Position identification records
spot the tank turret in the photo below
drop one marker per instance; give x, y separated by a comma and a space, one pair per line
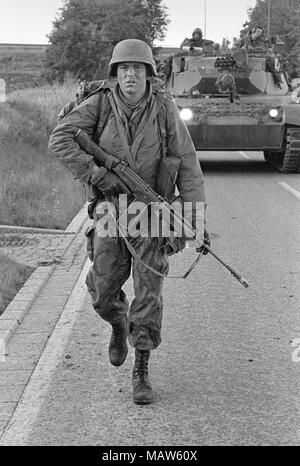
238, 101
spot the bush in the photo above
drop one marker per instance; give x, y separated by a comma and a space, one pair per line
35, 189
12, 278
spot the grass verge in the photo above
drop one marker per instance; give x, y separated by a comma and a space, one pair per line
12, 278
35, 188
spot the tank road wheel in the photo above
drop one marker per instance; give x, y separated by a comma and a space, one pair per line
274, 158
291, 161
287, 161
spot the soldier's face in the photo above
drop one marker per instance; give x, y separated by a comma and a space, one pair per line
257, 33
132, 80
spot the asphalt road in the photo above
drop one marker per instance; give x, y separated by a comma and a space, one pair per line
228, 369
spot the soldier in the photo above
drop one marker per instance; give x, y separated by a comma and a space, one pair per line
253, 39
196, 40
133, 115
208, 47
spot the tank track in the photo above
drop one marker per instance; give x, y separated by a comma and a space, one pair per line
291, 159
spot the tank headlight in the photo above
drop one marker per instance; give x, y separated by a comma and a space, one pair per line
295, 97
186, 114
276, 113
273, 113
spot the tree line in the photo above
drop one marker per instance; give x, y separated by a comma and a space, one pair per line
86, 31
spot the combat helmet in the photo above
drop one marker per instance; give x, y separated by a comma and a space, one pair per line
197, 30
132, 50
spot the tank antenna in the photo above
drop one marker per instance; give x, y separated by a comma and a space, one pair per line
204, 19
269, 15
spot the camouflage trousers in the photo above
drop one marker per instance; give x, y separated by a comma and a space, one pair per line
112, 266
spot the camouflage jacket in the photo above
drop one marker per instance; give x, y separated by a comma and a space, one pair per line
145, 147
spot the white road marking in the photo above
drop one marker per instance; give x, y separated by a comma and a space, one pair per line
22, 421
291, 190
243, 154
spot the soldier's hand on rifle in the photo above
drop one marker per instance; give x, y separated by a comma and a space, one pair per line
206, 242
109, 183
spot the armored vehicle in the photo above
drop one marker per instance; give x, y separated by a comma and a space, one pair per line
239, 101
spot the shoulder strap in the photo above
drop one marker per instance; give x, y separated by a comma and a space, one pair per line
122, 134
162, 124
103, 111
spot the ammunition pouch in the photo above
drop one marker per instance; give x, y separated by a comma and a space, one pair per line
167, 176
174, 245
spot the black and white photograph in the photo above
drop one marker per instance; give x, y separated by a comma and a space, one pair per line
149, 227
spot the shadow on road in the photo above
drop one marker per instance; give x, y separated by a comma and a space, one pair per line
247, 167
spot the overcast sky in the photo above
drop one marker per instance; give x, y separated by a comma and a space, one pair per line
29, 21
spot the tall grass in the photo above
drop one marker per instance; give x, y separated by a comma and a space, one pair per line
35, 188
12, 277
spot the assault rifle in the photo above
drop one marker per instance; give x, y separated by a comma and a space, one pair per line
143, 192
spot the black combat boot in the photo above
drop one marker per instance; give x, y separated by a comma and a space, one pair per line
142, 390
118, 345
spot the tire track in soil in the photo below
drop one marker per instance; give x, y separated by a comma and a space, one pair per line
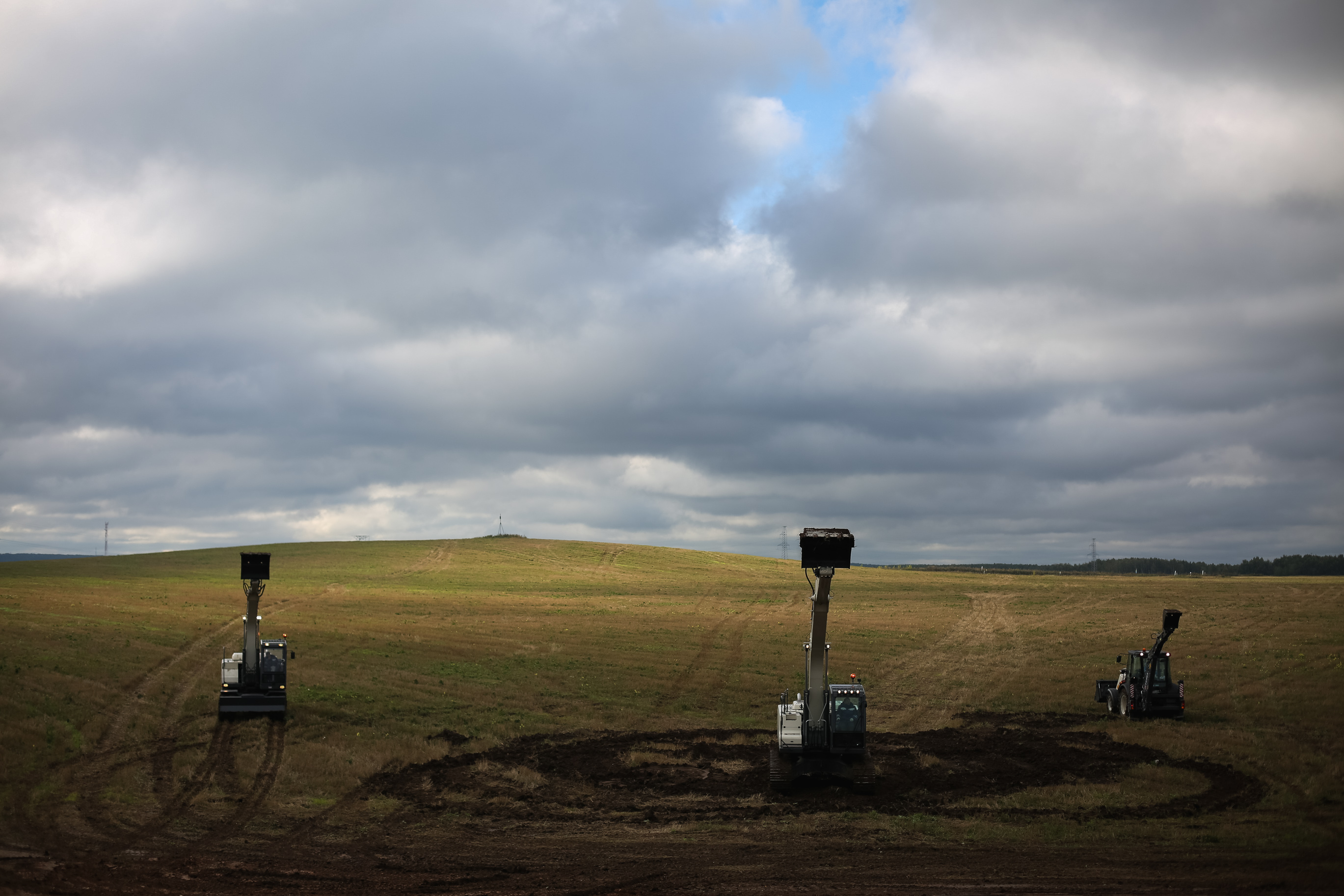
265, 780
944, 676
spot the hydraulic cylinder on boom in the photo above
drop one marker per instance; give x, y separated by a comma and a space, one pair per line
822, 731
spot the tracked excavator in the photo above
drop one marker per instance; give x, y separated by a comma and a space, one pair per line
822, 733
1144, 685
253, 681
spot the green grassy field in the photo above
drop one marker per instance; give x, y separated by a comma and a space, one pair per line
503, 637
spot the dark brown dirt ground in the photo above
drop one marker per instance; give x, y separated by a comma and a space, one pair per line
670, 812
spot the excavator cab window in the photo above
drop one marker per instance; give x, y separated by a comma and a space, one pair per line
844, 715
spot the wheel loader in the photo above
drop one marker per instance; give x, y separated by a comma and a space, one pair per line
1144, 685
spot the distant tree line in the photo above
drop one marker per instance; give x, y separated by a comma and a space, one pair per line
1287, 565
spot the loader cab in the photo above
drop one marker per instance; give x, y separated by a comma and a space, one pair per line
849, 716
1162, 668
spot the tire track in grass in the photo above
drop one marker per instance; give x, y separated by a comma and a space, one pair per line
113, 756
700, 675
939, 680
265, 778
90, 781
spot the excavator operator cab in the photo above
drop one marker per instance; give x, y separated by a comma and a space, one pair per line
273, 665
849, 716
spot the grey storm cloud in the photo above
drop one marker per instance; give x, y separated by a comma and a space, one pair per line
276, 272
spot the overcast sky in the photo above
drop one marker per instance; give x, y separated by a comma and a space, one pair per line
975, 281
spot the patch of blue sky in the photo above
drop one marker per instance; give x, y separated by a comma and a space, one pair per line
824, 97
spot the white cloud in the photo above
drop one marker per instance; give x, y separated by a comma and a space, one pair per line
762, 124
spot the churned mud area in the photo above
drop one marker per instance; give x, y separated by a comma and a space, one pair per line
644, 812
721, 774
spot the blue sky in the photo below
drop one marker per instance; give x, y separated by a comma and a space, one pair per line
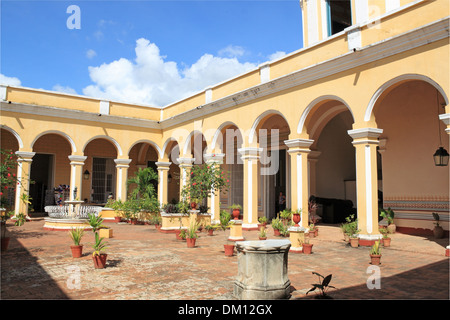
145, 51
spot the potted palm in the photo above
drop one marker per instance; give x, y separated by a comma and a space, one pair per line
375, 253
236, 211
77, 248
389, 214
191, 234
438, 231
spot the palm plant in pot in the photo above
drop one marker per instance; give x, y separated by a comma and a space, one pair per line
438, 231
191, 234
389, 214
375, 253
77, 248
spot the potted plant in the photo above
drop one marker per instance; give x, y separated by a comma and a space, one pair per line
77, 248
307, 247
323, 286
296, 217
262, 221
4, 239
262, 234
386, 240
210, 229
236, 211
375, 253
438, 231
191, 234
389, 214
98, 256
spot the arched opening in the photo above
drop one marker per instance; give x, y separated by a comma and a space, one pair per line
408, 112
273, 185
229, 140
332, 171
49, 170
100, 153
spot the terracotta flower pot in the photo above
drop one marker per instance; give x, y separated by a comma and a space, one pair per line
438, 232
307, 248
5, 243
77, 251
229, 249
100, 260
354, 242
375, 259
190, 242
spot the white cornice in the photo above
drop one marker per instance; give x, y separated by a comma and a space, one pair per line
77, 115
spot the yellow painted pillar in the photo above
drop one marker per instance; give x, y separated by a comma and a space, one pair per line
214, 199
76, 175
298, 150
24, 159
365, 141
122, 166
185, 165
163, 173
250, 157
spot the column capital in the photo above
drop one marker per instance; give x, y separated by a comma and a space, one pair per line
122, 163
250, 153
25, 156
77, 160
214, 157
298, 145
185, 162
163, 165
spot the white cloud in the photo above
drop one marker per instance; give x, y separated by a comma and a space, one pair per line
277, 55
149, 79
63, 89
12, 81
90, 53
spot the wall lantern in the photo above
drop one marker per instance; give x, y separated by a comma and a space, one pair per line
441, 155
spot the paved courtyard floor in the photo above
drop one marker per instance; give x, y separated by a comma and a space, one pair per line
144, 263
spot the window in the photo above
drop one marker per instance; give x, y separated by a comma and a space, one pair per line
339, 15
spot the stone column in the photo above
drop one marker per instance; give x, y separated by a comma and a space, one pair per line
298, 150
365, 141
214, 200
24, 160
163, 173
122, 166
76, 175
250, 157
185, 165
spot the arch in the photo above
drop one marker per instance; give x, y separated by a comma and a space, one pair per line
312, 104
153, 144
65, 135
259, 119
398, 80
112, 140
15, 134
219, 131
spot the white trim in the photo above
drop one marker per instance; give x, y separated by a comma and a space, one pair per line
110, 139
392, 5
403, 77
368, 171
14, 133
361, 11
60, 133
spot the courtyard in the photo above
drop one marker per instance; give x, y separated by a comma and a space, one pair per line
146, 264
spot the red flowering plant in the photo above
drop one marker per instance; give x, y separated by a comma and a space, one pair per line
8, 176
204, 180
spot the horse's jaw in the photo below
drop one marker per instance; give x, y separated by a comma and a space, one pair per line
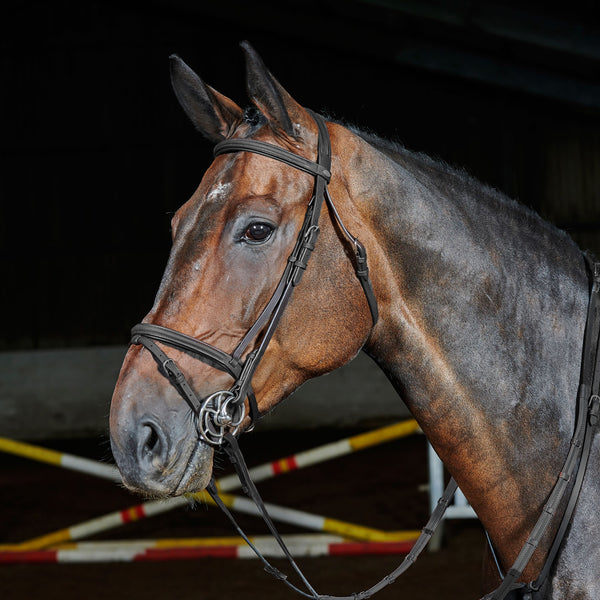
153, 435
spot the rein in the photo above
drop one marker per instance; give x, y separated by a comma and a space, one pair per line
220, 416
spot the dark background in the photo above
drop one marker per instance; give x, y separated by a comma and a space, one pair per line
96, 154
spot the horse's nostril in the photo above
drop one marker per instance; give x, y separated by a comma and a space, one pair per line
152, 443
152, 440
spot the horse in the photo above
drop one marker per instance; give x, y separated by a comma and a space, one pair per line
481, 313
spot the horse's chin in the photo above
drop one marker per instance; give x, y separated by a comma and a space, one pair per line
198, 471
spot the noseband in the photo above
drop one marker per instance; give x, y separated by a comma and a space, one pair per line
225, 410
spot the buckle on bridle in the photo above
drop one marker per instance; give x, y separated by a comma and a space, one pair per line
220, 414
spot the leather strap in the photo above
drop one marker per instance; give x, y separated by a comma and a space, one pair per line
236, 457
588, 408
275, 152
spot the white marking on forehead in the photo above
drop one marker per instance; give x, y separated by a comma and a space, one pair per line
219, 192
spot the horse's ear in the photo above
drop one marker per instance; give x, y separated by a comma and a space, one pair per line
212, 113
268, 94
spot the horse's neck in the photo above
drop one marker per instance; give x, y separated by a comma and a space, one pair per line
482, 316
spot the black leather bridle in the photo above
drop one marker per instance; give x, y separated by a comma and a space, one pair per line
220, 416
224, 411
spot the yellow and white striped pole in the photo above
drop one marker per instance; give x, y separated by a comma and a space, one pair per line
224, 484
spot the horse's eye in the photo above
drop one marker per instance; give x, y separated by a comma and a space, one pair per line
258, 232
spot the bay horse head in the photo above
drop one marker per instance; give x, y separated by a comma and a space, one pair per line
240, 246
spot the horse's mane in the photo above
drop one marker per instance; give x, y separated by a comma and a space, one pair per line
399, 153
472, 193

● **TASK TO CARRY OUT**:
Can you repeat word for word every line of the records, starting with the line that contains "spot the yellow and" and continuing through the end of the records?

● **RESULT FOR THIS TASK**:
spot the yellow and white striped pole in the photo above
drop one marker per instance; give x, y separated by a comma and a space, one pair per line
224, 484
spot the horse's eye in the photo above
drop one marker per instance; give x, y separated by a comma and a space, one pair per line
258, 232
spot the bay horse head in the photo above
drop one marker per instance; give x, y separated by a comma and a space, one pair per line
240, 246
spot the horse's mane in the photo above
drop one marker per instance; give x, y separated by a comma and a space, one pair per line
399, 153
472, 193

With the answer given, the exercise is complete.